Your instructions: Every entry needs to be repeated exactly, with nothing left out.

Top of Listed entries

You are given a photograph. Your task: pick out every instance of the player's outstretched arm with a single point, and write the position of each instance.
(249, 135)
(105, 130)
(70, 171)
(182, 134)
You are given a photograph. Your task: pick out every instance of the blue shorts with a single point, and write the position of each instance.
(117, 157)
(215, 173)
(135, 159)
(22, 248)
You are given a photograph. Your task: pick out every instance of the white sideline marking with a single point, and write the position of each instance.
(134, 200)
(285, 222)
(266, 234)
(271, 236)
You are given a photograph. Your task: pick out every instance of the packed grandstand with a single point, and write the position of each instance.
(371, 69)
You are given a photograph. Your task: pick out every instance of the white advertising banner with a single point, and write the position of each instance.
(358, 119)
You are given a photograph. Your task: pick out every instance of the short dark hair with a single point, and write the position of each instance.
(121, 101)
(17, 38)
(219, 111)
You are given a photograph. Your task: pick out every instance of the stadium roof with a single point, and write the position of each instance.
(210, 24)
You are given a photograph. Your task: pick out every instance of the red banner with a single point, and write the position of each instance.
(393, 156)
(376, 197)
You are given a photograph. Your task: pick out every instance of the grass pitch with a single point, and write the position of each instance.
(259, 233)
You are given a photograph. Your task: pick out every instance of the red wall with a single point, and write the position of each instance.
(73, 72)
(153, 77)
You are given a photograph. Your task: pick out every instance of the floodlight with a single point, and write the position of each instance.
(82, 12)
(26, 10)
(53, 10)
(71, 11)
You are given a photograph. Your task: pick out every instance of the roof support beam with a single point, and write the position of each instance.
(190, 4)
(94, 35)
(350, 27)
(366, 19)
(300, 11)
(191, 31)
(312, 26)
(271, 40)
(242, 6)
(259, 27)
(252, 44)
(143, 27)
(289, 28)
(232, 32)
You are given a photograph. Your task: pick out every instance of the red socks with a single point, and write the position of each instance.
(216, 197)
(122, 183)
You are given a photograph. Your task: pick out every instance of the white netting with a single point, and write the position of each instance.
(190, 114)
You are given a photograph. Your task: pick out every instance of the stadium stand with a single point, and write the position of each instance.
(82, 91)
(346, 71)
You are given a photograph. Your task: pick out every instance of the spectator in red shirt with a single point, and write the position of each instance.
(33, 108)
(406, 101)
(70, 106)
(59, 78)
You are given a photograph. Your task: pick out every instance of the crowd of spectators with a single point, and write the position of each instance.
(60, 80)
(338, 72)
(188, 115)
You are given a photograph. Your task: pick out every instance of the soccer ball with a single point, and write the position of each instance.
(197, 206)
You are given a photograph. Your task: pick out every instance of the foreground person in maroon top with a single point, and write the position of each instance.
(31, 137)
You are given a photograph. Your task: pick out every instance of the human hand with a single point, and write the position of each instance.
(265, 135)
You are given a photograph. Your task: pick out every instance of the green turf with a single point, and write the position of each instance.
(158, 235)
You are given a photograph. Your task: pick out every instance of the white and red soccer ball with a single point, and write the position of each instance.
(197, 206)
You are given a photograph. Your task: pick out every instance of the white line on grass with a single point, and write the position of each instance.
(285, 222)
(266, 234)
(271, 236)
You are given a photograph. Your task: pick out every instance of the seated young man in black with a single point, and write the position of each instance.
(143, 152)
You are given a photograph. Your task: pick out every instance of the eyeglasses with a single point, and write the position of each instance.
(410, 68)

Bottom of Listed entries

Answer section:
You are given a photograph. Your task: pick out every instance of the player's outstretched arm with a single point, and write the position of each instance.
(249, 135)
(105, 130)
(70, 171)
(182, 134)
You are given a photograph. Your task: pick out every instance of the blue shorts with a single point, and write the position of each instance.
(117, 157)
(215, 173)
(135, 159)
(22, 248)
You are given a photograph. Your task: pick out every instance of the white sideline marking with a single point, and write the position of each instance.
(134, 200)
(285, 222)
(266, 234)
(271, 236)
You are given a photograph. Your task: pick out every instance of the packed grandstand with a single point, and write the position of each instance.
(371, 69)
You are given a photograph. Your task: pick out every instance of the white advertising banner with a single point, and write the position of each instance.
(358, 119)
You are given a photograph. Your task: pick out every instance of the short dark hair with a single point, and write the position of each instance.
(121, 101)
(17, 38)
(219, 111)
You are given a photograph. Your task: pick out every instance of the stadium roof with a single point, and write the position of each instance.
(210, 24)
You are given a photograph. Your task: pick out every instance of the red banner with a single point, and write the position of each instance.
(393, 156)
(376, 197)
You are given a photograph. Your task: pick out every instance of the grass pitch with a single point, and write the position of each instance.
(259, 233)
You are given a photograph. Your task: pick out every instance of the red wall with a single point, and write the position of each instance.
(73, 72)
(153, 77)
You are given a photograph. Your task: pick out every instance of the floodlight with a single point, and write the position of each instance.
(82, 12)
(26, 10)
(53, 10)
(71, 11)
You are given a photograph. Your task: pick out every instance of the roof support beam with a single point, and write the position of each instance.
(190, 4)
(94, 35)
(350, 27)
(366, 19)
(300, 11)
(191, 31)
(312, 26)
(271, 40)
(242, 6)
(259, 27)
(252, 44)
(143, 27)
(289, 28)
(232, 32)
You are given a photograph. Your task: pick out every instance of the red socks with a single point, and write the position of each instance.
(216, 197)
(122, 183)
You are given a photograph. Your task: pick out every instance of the white netting with a single point, and write the position of each instance.
(190, 114)
You are given a photograph. Your task: pick out every instance of the stadium stand with a single point, and write the position of each instance.
(82, 91)
(346, 71)
You are given a photograph. Your task: pick out every instance of the spectator in red shirt with a single point, and write the position of each instance.
(33, 108)
(406, 101)
(70, 106)
(59, 78)
You are given a photograph. Your task: pick out every instance of the crowd of spectators with a single point, and write the position of each instance.
(60, 80)
(338, 72)
(188, 115)
You are given a photograph. Your task: pick out every instance of the soccer ball with a single point, and write the position of each instance.
(197, 206)
You are given a photograph. Your task: pick out every instance of the foreground person in maroon top with a single point, and write the position of each instance.
(31, 137)
You are given a photograph. Your task: pick out every instance of the human hand with a single point, and write the position of each instance.
(265, 135)
You are given a photograph. Your task: pick out every instance of the green turf with a single point, and write the position of each instance.
(158, 235)
You are given a photograph. Your task: pick out every instance of the white and red soccer ball with a single point, and write the position of each instance.
(197, 206)
You are given a photograph. Your task: pick out every instance of the white line on grass with a single point, and write the position of each instance.
(285, 222)
(266, 234)
(271, 236)
You are given a photograph. Your task: pick out every instance of the seated young man in black with a single point, and write the position of each instance.
(143, 152)
You are given a photograph. Your task: pick out every instance of the eyeglasses with a single point, and write the position of each instance.
(410, 68)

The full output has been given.